Aufgabendetails |
Fasse bitte den Ausgangstext in zwei Sätzen zusammen.

Ausgangstext |
--------
In Südkorea wird Seong-Jin Cho als Star verehrt. Beim SZ-Benefizkonzert vertritt der junge Pianist den Kollegen Lang Lang

Von Michael Stallknecht, München

Wer als Pianist eine internationale Karriere macht, zahlt einen hohen Preis: unzählige Stunden im Flieger rund um die Welt, dazwischen üben in allen möglichen Hinterzimmern, um möglichst das Repertoire für das übernächste Konzert bereits bis zur Perfektion zu durchdringen. Schließlich sitzt immer schon die nächstjüngere Generation von Pianisten in den Startlöchern, die ebenso auf den ganz großen Erfolg hoffen. Im schlimmsten Fall versagt der Körper irgendwann den Dienst. Lang Lang ist das so ergangen, wegen einer Sehnenentzündung musste er ein ganzes Jahr lang pausieren. Seit dem Sommer spielt er wieder, auf ärztlichen Rat aber momentan nie zwei Abende hintereinander. In München wird er beim Silvesterkonzert mit den BR-Symphonikern unter Mariss Jansons auftreten, das Benefizkonzert für den SZ-Adventskalender aber am Tag zuvor in gleicher Besetzung hat er abgesagt. Stattdessen wird nun Seong-Jin Cho den zweiten Satz von Mozarts d-Moll-Klavierkonzert und das Finale aus Tschaikowskys Erstem Klavierkonzert beim festlichen Konzert zum 70-jährigen Bestehen des SZ-Adventskalenders spielen.
--------
Vorliegende Einträge |
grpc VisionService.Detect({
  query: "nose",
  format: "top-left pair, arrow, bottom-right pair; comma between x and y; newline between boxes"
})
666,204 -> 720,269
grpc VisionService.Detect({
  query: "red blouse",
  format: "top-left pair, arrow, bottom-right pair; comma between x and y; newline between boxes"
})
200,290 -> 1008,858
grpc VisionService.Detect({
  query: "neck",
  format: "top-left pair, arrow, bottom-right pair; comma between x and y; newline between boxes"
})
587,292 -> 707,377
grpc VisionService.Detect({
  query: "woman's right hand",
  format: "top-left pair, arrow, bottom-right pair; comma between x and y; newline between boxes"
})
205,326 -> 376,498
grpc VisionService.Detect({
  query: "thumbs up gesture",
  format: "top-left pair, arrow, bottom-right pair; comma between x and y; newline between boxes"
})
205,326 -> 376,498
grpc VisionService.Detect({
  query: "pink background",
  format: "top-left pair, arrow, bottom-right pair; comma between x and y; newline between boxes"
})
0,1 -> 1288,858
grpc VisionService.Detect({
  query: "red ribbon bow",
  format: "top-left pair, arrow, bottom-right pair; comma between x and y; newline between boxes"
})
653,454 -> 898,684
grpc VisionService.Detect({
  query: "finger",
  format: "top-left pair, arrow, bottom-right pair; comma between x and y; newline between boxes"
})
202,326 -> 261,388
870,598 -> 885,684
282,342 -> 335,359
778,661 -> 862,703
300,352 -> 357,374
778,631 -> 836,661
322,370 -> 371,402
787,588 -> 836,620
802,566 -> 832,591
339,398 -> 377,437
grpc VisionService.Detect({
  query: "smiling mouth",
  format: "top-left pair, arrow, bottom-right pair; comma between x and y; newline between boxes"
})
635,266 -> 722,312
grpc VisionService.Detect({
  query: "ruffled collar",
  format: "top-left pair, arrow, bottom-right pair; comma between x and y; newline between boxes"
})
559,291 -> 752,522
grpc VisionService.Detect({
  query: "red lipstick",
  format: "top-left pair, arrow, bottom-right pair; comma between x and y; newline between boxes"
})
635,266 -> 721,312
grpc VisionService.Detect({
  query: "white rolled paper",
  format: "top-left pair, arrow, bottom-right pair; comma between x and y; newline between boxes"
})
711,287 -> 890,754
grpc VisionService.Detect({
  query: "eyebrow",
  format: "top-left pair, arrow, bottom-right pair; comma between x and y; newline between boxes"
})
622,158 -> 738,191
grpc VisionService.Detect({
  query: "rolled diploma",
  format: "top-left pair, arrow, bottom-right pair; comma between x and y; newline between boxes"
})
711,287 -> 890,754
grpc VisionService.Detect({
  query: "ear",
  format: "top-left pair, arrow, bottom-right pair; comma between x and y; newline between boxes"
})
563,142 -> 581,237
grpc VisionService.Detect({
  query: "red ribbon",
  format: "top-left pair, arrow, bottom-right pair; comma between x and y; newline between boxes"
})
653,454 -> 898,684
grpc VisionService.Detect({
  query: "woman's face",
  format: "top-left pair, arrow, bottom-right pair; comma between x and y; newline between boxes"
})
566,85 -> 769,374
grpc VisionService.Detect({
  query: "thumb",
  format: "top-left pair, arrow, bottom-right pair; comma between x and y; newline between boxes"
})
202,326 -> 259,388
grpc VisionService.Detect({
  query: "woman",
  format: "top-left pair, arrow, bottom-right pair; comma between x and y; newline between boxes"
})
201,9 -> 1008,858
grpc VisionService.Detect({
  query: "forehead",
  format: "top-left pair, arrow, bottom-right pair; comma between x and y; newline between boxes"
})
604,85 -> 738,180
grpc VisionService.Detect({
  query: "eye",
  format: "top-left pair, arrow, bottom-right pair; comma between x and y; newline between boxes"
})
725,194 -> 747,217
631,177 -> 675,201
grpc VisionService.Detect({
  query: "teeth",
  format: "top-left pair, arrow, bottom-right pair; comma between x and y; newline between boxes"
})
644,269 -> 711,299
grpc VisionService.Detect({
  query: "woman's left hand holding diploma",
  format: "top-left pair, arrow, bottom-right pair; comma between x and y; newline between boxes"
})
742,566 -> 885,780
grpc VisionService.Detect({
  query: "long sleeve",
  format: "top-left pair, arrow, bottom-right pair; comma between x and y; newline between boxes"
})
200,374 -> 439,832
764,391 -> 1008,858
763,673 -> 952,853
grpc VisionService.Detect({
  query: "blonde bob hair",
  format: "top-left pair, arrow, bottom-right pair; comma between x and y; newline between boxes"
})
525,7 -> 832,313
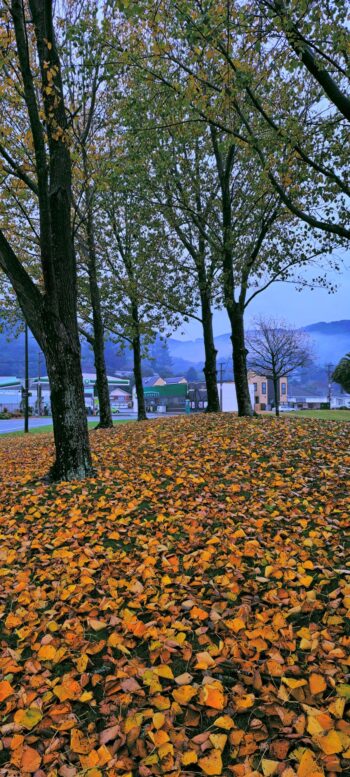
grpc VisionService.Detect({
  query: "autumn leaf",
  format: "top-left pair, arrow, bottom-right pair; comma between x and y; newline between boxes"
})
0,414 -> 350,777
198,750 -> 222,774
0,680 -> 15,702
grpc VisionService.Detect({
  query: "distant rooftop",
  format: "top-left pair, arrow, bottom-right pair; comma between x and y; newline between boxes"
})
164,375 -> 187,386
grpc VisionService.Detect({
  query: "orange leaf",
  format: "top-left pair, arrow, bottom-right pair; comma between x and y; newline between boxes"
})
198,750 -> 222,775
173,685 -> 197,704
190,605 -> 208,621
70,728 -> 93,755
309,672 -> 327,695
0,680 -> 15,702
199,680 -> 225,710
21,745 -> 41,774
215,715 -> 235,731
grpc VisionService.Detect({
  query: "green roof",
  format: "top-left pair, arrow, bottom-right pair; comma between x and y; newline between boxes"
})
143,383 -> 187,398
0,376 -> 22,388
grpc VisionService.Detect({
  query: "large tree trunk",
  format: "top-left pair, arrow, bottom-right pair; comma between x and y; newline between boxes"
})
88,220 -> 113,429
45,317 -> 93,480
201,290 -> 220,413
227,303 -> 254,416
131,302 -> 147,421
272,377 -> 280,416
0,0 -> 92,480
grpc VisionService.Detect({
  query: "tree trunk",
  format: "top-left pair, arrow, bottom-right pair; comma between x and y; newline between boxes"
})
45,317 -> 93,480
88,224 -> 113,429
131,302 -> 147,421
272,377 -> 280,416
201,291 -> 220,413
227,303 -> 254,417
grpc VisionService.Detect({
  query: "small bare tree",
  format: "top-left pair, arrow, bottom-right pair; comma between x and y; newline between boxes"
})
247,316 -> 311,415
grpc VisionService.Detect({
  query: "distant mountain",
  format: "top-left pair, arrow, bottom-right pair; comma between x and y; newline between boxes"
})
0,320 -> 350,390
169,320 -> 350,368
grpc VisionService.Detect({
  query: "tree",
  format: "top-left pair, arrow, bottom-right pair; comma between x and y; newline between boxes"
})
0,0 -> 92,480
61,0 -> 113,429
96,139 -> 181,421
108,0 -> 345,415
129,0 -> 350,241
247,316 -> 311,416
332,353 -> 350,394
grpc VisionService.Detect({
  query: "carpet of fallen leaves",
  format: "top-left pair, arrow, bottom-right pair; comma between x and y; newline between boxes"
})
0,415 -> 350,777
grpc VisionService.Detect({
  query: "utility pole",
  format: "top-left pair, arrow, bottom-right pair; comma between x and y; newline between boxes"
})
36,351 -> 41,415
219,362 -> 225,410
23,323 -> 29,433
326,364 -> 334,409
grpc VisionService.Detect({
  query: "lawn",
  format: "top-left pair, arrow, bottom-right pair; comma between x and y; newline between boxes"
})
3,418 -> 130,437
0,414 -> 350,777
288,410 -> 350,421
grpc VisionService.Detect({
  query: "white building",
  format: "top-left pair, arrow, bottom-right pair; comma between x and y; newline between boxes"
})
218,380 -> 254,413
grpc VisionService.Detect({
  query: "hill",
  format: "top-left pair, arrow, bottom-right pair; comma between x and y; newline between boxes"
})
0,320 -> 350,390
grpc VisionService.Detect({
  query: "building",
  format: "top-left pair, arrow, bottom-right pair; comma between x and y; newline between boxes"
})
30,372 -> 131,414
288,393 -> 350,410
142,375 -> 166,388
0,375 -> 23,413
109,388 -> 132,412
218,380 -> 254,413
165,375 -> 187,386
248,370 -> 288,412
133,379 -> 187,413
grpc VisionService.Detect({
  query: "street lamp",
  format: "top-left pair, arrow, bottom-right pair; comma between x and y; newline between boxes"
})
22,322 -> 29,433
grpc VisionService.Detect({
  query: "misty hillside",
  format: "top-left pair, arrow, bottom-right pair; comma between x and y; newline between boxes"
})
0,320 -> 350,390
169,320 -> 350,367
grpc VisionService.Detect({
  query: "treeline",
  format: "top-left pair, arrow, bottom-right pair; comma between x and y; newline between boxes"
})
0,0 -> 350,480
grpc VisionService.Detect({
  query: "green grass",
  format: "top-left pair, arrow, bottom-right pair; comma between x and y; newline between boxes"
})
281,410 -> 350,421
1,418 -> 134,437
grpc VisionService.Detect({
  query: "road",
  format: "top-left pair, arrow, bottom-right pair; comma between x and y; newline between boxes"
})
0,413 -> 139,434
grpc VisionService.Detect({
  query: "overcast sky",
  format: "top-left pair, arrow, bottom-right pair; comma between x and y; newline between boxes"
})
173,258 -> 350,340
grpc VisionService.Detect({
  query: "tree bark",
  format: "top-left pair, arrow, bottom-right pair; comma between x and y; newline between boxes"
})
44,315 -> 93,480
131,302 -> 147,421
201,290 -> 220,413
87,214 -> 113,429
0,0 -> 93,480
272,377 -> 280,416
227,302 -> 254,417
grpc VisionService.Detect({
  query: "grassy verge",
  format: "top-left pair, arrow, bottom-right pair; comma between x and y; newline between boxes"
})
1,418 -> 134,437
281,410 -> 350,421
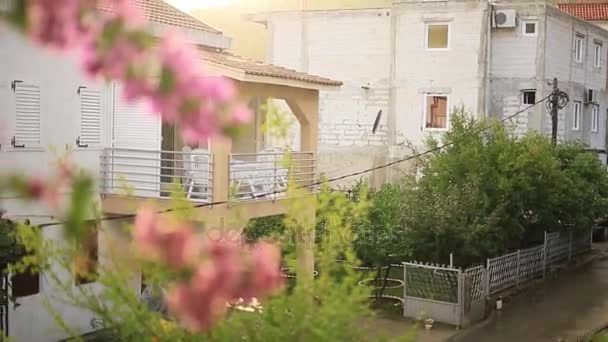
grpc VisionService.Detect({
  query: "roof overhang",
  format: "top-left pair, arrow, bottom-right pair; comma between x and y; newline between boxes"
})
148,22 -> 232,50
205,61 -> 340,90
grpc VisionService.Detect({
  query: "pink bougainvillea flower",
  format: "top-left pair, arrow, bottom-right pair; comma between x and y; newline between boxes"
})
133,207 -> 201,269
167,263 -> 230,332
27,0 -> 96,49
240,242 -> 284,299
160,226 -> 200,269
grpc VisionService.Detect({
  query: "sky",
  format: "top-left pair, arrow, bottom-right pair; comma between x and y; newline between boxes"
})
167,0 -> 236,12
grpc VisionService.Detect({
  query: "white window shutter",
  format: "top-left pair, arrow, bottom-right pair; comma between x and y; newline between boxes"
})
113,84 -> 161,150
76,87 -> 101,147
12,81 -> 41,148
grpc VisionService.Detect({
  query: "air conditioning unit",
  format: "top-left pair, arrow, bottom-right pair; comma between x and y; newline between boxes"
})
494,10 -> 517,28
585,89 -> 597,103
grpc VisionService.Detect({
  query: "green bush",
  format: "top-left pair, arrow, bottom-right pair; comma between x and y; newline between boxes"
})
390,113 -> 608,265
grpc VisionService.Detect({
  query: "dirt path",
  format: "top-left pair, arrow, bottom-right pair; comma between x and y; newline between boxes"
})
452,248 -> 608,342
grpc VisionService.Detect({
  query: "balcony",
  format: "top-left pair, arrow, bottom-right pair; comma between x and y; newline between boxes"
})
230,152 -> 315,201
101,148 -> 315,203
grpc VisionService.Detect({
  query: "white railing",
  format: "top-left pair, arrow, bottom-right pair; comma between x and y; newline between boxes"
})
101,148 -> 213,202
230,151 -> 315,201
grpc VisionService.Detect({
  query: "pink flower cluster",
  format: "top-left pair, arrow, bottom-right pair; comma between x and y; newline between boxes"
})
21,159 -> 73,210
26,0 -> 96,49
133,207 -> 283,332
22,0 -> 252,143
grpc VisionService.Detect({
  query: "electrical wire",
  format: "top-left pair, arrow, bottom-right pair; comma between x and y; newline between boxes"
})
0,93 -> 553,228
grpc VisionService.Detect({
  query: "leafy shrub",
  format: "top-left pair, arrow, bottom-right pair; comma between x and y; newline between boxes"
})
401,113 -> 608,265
--------
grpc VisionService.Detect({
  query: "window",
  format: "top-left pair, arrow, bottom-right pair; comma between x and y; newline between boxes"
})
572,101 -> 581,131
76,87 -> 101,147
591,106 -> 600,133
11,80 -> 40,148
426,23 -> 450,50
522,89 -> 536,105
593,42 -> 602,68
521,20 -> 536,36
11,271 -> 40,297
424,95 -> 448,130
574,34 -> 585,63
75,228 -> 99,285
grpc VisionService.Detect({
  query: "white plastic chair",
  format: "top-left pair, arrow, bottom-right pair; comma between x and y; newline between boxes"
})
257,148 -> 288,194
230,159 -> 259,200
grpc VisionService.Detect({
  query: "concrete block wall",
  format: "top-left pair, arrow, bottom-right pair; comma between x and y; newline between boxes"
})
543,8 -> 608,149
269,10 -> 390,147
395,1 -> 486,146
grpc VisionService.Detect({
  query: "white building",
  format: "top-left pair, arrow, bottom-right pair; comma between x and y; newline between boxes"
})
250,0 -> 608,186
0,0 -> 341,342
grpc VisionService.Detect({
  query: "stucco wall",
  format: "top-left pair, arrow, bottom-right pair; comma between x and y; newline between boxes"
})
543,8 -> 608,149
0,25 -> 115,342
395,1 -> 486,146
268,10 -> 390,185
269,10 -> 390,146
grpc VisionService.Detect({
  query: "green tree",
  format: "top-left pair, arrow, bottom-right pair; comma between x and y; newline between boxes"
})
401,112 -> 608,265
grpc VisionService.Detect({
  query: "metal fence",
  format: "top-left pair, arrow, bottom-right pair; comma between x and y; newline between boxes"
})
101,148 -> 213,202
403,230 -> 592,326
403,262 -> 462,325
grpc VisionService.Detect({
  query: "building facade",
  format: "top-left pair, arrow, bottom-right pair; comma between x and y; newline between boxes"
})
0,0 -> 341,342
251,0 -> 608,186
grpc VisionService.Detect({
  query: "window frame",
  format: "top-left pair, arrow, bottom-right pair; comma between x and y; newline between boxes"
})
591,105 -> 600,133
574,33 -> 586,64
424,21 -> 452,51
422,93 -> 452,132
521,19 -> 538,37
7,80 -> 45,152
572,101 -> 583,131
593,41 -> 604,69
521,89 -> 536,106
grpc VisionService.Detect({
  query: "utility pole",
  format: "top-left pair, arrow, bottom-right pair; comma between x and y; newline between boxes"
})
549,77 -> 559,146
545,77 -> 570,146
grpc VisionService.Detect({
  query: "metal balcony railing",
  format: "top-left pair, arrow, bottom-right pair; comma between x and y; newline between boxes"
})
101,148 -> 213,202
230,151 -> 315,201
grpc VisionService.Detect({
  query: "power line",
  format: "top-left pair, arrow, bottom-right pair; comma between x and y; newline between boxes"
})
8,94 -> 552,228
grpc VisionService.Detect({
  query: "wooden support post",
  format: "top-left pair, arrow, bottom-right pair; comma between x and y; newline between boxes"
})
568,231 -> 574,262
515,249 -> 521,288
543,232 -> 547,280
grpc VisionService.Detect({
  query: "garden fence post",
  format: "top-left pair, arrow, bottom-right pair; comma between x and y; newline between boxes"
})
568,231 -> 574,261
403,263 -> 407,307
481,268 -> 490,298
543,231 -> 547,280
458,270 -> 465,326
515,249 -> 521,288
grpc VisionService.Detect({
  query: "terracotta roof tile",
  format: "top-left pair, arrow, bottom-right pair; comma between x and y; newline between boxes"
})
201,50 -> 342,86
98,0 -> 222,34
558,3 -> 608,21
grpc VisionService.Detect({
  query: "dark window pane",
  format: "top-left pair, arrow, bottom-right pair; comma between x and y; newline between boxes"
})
--------
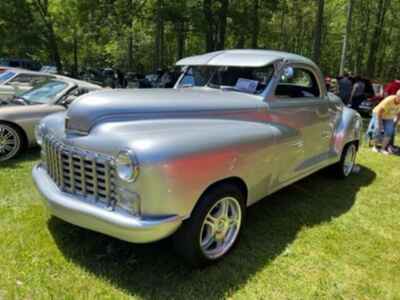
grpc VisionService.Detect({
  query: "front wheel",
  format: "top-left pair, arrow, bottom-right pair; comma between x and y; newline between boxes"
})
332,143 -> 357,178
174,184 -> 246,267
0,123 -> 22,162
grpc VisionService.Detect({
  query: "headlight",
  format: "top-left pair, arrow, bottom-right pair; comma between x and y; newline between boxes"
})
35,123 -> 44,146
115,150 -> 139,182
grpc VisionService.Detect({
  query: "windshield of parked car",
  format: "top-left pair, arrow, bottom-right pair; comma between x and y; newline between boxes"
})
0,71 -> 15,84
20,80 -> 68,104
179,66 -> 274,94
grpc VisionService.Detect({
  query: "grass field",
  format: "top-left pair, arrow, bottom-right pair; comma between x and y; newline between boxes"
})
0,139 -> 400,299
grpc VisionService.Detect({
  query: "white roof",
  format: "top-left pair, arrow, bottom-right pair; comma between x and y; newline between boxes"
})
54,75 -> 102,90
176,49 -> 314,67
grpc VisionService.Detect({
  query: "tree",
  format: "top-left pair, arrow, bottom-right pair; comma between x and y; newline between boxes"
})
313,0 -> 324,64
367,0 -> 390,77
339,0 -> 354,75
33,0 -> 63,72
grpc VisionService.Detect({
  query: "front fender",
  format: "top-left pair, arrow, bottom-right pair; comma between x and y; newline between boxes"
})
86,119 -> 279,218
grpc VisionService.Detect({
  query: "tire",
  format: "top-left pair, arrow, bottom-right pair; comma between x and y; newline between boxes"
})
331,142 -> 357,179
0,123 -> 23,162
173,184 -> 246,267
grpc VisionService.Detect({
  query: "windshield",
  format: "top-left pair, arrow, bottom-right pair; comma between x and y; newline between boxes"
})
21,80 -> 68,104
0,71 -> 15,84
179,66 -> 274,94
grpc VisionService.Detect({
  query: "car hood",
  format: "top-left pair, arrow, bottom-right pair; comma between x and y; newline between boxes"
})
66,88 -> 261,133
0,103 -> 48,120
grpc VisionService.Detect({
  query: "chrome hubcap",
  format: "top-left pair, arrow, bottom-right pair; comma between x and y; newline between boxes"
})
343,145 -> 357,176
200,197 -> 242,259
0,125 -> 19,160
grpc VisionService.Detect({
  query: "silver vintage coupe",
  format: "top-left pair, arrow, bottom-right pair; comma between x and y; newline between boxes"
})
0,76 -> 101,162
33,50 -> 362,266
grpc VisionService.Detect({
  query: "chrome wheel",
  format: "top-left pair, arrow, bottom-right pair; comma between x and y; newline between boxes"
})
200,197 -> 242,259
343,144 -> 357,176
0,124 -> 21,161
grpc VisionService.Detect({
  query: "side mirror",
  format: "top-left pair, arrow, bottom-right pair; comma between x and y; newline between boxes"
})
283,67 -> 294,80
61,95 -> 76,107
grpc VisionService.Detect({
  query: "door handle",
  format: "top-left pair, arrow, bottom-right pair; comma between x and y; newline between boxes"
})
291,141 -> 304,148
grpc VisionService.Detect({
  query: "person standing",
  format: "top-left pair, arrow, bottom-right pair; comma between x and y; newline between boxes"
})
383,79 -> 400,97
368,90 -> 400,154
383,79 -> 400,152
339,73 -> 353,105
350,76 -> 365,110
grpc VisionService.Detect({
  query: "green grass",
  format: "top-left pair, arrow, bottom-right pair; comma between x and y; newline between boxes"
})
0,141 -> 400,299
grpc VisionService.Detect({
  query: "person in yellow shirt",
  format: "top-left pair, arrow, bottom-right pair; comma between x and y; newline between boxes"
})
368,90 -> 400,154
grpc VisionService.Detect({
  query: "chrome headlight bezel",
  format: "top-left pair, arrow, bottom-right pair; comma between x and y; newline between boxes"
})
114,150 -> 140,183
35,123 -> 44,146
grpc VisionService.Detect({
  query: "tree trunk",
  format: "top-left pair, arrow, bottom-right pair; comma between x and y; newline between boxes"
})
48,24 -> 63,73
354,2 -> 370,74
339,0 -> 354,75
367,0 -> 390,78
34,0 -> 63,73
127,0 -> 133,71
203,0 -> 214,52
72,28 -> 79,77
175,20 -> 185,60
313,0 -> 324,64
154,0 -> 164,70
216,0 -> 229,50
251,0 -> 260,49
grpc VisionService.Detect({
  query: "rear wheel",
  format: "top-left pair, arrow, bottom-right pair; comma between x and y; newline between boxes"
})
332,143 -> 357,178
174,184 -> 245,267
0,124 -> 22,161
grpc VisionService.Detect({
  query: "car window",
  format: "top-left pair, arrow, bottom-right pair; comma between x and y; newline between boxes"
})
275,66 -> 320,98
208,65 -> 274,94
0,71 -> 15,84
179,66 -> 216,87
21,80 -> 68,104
--------
Antwortbereich |
Eine internationale Pianistenkarriere fordert einen hohen Preis, und Lang Lang musste wegen einer Sehnenentzündung ein Jahr pausieren und spielt auf ärztlichen Rat derzeit nie zwei Abende hintereinander. Er tritt zwar beim Silvesterkonzert mit den BR-Symphonikern auf, hat aber das Benefizkonzert für den SZ-Adventskalender am Tag zuvor abgesagt, sodass dort nun Seong-Jin Cho Sätze aus Mozarts d-Moll-Klavierkonzert und Tschaikowskys Erstem Klavierkonzert spielt.